# Start of PROVIDED RECORDS

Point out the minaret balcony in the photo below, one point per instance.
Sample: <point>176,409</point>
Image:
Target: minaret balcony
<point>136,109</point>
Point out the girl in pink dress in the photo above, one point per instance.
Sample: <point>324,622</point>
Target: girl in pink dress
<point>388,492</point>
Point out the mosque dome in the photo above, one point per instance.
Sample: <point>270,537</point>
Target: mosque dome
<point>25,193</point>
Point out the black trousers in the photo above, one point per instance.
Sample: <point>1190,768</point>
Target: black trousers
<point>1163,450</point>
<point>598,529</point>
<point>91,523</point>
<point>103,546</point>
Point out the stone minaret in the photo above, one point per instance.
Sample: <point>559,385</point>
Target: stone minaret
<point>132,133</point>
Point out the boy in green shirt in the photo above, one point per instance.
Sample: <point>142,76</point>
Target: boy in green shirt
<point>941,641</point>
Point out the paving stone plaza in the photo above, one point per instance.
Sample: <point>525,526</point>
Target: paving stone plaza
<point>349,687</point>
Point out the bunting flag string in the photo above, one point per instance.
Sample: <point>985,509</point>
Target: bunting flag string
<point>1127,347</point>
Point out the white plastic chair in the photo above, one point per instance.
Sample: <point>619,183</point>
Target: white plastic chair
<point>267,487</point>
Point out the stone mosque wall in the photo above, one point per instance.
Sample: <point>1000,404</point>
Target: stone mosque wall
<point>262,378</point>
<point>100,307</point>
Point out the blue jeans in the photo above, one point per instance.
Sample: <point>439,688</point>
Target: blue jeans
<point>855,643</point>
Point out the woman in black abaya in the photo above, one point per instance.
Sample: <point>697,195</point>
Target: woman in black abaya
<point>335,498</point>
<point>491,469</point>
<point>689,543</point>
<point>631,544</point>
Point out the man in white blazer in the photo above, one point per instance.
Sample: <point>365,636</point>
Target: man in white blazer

# End of PROVIDED RECORDS

▶ **EXERCISE REQUIREMENTS**:
Scale the items starting with the line containing "Point out the stone mosque" and going on through the line containing "<point>100,307</point>": rewrite every one of those lines with the requests included, but multiply each coordinate in the answer points by 2.25, rounding to whole numbers with halves going up. Leave the requests and their sample points unchanged.

▶ **OUTPUT**:
Point out the stone mosque wall in the photo above, one point per instance.
Sample: <point>1000,404</point>
Target: stone mosque wall
<point>590,851</point>
<point>225,691</point>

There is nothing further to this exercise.